■ PAGE TEXT ■
· · ·

Scientific classification
- Kingdom: Animalia
- Phylum: Chordata
- Class: Aves
- Order: Gruiformes
- Family: Rallidae
- Genus: Rufirallus
- Species: R. schomburgkii
- Binomial name: Rufirallus schomburgkii (Schomburgk, 1848)
- Synonyms: Crex schomburgkii (protonym) Micropygia schomburgkii

= Ocellated crake =

- Genus: Rufirallus
- Species: schomburgkii
- Authority: (Schomburgk, 1848)
- Conservation status: LC
- Synonyms: Crex schomburgkii (protonym), Micropygia schomburgkii

Species of bird

The ocellated crake (Rufirallus schomburgkii) is a small terrestrial species of bird in the family Rallidae that is native to the grassland and savanna habitats of Central America and South America. Though it is not often seen, it is easily recognizable by its cinnamon plumage with black and white mottling. This species was formerly placed in its own genus Micropygia .

· · ·

■ DATA EXTRACTS ■
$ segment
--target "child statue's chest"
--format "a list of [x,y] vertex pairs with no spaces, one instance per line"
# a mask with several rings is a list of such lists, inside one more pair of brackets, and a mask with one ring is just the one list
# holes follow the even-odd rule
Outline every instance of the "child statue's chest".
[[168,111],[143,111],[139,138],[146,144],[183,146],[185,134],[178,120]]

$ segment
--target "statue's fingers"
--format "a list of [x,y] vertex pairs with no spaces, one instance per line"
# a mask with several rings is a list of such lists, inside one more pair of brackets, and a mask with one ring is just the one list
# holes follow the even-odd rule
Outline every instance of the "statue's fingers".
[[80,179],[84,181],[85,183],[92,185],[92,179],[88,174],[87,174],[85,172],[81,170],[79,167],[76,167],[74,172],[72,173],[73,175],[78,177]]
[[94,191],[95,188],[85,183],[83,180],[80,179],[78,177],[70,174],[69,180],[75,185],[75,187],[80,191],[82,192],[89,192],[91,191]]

· · ·

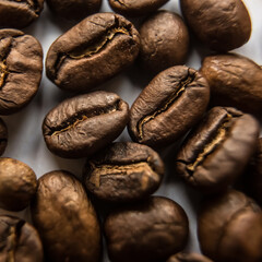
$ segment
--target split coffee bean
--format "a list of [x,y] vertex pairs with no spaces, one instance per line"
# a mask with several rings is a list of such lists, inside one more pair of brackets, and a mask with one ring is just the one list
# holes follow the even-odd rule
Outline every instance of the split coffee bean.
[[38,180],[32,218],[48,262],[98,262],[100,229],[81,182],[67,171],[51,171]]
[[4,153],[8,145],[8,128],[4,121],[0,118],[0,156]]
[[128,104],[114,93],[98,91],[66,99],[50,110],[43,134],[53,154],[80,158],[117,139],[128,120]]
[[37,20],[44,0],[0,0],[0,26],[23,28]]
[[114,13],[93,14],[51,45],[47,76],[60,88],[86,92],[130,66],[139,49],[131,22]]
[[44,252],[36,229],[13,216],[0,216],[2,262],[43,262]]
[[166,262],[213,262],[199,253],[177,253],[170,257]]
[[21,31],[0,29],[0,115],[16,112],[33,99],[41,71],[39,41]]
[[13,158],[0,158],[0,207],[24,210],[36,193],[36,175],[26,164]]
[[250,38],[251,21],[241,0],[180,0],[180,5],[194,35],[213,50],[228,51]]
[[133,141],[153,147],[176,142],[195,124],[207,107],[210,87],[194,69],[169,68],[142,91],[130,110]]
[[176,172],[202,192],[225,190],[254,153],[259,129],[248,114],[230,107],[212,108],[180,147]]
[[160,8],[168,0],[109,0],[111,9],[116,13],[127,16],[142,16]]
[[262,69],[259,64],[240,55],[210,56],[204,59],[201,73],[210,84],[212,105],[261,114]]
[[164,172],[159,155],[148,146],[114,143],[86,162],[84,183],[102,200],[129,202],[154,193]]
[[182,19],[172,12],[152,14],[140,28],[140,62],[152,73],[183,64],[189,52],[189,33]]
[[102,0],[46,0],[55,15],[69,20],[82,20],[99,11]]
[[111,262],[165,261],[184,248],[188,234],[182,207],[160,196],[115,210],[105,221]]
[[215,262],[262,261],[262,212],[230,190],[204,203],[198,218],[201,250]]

· · ·

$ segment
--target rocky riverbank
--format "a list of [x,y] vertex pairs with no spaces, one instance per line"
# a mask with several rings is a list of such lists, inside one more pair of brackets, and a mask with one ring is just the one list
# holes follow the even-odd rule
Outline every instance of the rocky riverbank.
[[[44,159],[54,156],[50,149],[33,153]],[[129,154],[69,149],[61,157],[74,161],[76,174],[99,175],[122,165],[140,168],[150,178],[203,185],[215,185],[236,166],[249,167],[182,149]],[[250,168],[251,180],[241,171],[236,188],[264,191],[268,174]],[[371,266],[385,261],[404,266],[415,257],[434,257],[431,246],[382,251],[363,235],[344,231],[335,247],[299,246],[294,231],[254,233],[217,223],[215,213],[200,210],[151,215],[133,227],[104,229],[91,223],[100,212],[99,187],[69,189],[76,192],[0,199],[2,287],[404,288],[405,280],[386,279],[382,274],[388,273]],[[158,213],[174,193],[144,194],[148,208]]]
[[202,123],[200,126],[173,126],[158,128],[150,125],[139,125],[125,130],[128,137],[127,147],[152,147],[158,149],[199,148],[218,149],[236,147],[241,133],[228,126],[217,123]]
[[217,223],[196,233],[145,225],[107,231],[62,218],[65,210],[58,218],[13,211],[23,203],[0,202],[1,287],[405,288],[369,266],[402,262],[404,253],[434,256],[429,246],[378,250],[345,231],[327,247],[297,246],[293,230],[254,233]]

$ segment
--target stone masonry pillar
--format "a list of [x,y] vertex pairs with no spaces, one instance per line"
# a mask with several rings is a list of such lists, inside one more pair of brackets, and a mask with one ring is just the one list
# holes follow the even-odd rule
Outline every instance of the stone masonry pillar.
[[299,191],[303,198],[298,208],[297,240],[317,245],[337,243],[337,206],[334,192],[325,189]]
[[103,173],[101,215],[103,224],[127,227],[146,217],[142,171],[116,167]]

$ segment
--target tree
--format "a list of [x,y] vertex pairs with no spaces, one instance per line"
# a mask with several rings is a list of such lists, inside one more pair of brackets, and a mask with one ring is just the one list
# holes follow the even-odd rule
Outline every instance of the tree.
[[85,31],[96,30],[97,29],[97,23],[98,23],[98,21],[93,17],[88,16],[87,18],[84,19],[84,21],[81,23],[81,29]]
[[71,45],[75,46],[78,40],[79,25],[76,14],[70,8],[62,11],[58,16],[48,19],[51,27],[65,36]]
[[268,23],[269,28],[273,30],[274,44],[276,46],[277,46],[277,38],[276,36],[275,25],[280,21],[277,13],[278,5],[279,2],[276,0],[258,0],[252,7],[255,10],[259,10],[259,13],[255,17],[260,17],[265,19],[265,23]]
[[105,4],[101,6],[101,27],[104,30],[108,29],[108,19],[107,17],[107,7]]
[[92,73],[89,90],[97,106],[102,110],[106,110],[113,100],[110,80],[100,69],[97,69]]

· · ·

■ TASKS ■
**a)** According to the ocellated crake text, what genus was this species formerly placed in?
**b)** Please resume the ocellated crake text, picking up after its final sentence.
The data comes from a different source than the ocellated crake text.

■ RESULTS OF THE EXERCISE ■
**a)** Micropygia

**b)**
== Taxonomy ==
The ocellated crake was formally described in 1848 by the German botanist Richard Schomburgk under the binomial name Crex schomburgkii. (Note: A bird similar to the ocellated crake was described without a binomial name in 1805 by the Spanish officer Félix de Azara. In 1819 the French ornithologist Louis Vieillot coined the binomial name Rallus maculosus for Azara's bird, but this scientific name has not been adopted, perhaps because the range of the ocellated crake was believed not to extend to Paraguay. Under the rules of the International Code of Zoological Nomenclature (ICZN), Rallus maculosus Vieillot, 1819, becomes a nomen oblitum.) Schomburgk credited the German ornithologist Jean Cabanis for the binomial name but as the description is not in quotes, it is assumed that it was written by Schomburgk. The ocellated crake was formerly placed in its own genus Micropygia as its phylogenetic relationship to the other crakes was uncertain. A molecular study published in 2023 found that the species was closely related to the russet-crowned crake (Rufirallus viridis). Based on this result, the ocellated crake is now placed in the genus Rufirallus.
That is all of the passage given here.